» **Tasks and exercises**
(1) List every drug name that appears in the article on Roche's withdrawal from Greece.
(2) In the article on Roche's withdrawal from Greece, write out the passage from "The drug maker" to "pull important drugs.", substituting "discount" for "rebate".

» **Source extract**

§ §

Greece's Health Minister accused Swiss drug maker Roche of blackmail after they withdrew a cancer drug from the market in response to mandatory discounts imposed by the Greek government. As part of a bailout deal with its international lenders, such as the European Central Bank and the International Monetary Fund, the Greek government earlier this year imposed a 25 percent levy on sales generated by new patented medicines. And more recently, another 25 percent levy was added on new medicines.
Roche confirmed this week that it has pulled cancer drug cobimetinib from Greece. The drug, marketed in the U.S. as Cotellic, is a MEK inhibitor approved in 2015 to be used in tandem with Zelboraf in patients with BRAF V600-mutation-positive advanced melanoma.
The drug maker took the step in a fight over a 25% rebate Greece recently imposed on branded drugs as part of its bailout plan with lenders. The market withdrawal was immediately denounced by Greek authorities.
“The provocative tactics used by Roche must be addressed with determination by all the political and social forces of the country and by all the European institutions,” Greek Health Minister Andreas Ksanthos said in a statement reported by EURACTIV.
Ksanthos and other authorities pledged to take steps against what he called “blackmail” by Roche, even as medical experts worried that other drug makers might follow Roche’s lead and pull important drugs.
Other unnamed companies have also told authorities they might be forced to pull drugs or not market new drugs in Greece, according to EUROACTIV.

§ §

» **Exercise data**
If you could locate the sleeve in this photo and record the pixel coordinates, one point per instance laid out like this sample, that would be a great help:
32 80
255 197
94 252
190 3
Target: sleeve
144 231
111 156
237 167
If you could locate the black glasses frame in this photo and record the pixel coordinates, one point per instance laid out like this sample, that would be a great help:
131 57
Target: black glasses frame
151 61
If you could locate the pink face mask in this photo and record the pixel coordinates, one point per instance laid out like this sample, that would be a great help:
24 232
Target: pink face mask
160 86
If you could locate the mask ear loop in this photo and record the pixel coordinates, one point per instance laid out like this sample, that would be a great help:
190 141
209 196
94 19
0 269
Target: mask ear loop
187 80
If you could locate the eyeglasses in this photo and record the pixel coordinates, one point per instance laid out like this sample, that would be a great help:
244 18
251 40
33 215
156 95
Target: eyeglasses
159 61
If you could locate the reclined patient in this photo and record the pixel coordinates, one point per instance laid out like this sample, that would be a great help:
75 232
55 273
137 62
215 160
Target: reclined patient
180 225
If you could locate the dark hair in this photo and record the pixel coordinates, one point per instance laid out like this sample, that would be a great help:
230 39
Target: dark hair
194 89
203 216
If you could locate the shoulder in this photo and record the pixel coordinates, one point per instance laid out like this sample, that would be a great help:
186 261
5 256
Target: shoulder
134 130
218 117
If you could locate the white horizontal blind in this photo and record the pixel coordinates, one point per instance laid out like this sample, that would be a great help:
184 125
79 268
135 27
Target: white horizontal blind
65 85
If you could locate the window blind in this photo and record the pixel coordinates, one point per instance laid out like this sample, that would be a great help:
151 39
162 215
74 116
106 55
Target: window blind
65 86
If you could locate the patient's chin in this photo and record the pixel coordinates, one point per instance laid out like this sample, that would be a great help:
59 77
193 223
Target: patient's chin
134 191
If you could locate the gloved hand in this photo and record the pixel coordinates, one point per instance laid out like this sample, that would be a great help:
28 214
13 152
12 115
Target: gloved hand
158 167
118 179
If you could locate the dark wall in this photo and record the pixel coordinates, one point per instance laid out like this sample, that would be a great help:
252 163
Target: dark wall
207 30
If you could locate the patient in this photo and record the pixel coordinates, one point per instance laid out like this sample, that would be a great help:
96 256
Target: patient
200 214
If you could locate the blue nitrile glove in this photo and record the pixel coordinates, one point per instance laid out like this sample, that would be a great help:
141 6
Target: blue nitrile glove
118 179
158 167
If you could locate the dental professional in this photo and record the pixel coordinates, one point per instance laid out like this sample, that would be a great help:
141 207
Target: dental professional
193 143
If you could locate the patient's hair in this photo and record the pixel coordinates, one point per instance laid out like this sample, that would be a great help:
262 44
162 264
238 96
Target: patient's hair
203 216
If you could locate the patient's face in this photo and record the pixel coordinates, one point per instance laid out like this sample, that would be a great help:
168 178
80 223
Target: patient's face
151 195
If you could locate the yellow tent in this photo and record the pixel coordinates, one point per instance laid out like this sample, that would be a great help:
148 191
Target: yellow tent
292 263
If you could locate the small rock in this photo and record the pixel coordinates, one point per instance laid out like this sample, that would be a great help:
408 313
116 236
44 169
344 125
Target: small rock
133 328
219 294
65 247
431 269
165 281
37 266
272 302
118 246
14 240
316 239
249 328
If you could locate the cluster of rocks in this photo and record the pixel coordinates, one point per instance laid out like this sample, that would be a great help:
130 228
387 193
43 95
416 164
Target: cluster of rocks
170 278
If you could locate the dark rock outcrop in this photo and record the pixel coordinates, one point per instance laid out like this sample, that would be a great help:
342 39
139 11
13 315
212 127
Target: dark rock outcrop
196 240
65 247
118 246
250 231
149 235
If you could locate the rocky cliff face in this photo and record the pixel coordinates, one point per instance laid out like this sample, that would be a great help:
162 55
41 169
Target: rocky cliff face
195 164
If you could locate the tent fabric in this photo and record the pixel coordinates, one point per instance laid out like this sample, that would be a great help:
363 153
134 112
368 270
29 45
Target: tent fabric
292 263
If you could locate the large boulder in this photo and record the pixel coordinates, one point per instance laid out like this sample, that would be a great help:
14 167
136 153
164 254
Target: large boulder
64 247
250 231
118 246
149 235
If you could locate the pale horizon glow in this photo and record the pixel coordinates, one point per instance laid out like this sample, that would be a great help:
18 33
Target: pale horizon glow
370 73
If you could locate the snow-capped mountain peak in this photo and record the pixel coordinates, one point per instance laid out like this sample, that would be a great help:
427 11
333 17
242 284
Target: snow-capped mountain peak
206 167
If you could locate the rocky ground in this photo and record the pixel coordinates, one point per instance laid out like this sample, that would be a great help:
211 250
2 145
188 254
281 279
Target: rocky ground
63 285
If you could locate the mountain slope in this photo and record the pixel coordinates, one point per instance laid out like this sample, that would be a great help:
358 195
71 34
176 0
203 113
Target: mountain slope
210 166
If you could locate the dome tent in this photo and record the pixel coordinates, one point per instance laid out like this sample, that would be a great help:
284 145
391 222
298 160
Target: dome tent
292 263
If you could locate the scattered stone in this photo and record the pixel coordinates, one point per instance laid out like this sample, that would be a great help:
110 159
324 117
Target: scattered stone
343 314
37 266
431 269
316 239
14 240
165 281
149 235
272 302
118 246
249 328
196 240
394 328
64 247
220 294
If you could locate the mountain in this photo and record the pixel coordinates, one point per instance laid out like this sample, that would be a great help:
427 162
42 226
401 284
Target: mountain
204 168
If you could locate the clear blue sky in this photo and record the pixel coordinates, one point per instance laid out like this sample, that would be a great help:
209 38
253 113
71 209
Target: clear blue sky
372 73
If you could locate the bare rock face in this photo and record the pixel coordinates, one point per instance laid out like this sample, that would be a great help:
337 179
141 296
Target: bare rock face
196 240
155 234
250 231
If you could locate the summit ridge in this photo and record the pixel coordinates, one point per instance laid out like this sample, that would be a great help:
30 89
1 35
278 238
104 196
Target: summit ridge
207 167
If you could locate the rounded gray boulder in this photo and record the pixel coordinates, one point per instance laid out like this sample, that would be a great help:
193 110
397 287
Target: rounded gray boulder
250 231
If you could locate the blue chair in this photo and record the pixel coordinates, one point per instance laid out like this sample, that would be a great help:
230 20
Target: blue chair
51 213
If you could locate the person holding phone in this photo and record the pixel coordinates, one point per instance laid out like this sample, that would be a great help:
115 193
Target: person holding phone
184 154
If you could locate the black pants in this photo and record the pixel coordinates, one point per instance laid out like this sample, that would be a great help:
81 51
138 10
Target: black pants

§ §

» **Solved problems**
(1) cobimetinib, Cotellic, Zelboraf

(2)
The drug maker took the step in a fight over a 25% discount Greece recently imposed on branded drugs as part of its bailout plan with lenders. The market withdrawal was immediately denounced by Greek authorities.
“The provocative tactics used by Roche must be addressed with determination by all the political and social forces of the country and by all the European institutions,” Greek Health Minister Andreas Ksanthos said in a statement reported by EURACTIV.
Ksanthos and other authorities pledged to take steps against what he called “blackmail” by Roche, even as medical experts worried that other drug makers might follow Roche’s lead and pull important drugs.